▶ _WORK TO DO_
Update each of the items below by replacing every occurrence of "hands back" with "returns", leaving all other text unchanged.

▶ _SUPPLIED RECORDS_

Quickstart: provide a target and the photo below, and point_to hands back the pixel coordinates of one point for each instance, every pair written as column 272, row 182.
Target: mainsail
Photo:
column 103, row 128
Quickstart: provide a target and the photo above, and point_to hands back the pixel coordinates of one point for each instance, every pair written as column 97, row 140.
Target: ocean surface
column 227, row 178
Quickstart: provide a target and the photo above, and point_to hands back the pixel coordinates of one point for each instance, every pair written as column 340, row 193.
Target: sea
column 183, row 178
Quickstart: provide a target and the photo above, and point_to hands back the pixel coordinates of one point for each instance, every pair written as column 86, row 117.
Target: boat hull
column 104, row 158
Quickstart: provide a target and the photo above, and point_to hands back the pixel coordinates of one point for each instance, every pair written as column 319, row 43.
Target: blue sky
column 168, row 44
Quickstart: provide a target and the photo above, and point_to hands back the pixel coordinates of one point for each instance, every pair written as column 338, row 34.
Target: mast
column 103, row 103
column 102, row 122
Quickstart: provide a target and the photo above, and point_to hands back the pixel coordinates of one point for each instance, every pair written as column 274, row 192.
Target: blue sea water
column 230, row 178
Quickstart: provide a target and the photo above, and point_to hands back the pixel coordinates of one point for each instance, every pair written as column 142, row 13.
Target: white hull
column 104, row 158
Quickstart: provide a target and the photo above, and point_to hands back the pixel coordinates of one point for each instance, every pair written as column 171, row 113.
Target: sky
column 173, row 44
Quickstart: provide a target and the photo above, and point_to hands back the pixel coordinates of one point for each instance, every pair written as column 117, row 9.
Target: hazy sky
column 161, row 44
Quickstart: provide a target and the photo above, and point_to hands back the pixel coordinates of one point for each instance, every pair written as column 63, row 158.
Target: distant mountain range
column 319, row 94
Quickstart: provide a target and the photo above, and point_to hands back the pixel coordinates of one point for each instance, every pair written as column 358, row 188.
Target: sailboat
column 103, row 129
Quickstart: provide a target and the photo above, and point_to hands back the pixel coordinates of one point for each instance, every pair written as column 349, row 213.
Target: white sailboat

▶ _EXERCISE RESPONSE_
Quickstart: provide a target and the photo below, and point_to returns the pixel coordinates of one point for each instance, every pair written as column 272, row 182.
Target: mainsail
Photo:
column 103, row 128
Quickstart: provide a target and the photo above, and point_to returns the pixel coordinates of one point for each instance, every pair written as column 97, row 140.
Target: ocean surface
column 227, row 178
Quickstart: provide a target and the photo above, and point_to returns the pixel coordinates of one point for each instance, every pair written as column 340, row 193.
Target: sea
column 183, row 178
Quickstart: provide a target and the photo above, and point_to returns the pixel coordinates of one point for each instance, every pair written as column 86, row 117.
Target: boat hull
column 104, row 158
Quickstart: provide a target and the photo above, and point_to returns the pixel coordinates of one point for each instance, every pair written as column 319, row 43.
Target: blue sky
column 168, row 44
Quickstart: provide a target and the photo above, and point_to returns the pixel coordinates of one point for each instance, every pair written as column 338, row 34.
Target: mast
column 103, row 103
column 102, row 122
Quickstart: provide a target and the photo above, and point_to returns the pixel coordinates of one point for each instance, every pair written as column 274, row 192.
Target: blue sea water
column 230, row 178
Quickstart: provide a target and the photo above, and point_to returns the pixel coordinates of one point for each instance, every pair written as column 142, row 13.
Target: white hull
column 104, row 158
Quickstart: provide a target and the photo above, and point_to returns the pixel coordinates of one point for each instance, every pair written as column 171, row 113.
Target: sky
column 173, row 44
Quickstart: provide a target and the photo above, and point_to returns the pixel coordinates of one point for each instance, every pair written as column 117, row 9.
Target: hazy sky
column 161, row 44
Quickstart: provide a target and the photo above, and point_to returns the pixel coordinates of one point for each instance, every pair written as column 63, row 158.
Target: distant mountain range
column 319, row 94
Quickstart: provide a target and the photo above, and point_to returns the pixel coordinates of one point for each instance, every pair written as column 358, row 188.
Target: sailboat
column 103, row 129
Quickstart: provide a target and the photo above, and point_to returns the pixel coordinates of one point for each instance, every pair written as column 349, row 213.
Target: white sailboat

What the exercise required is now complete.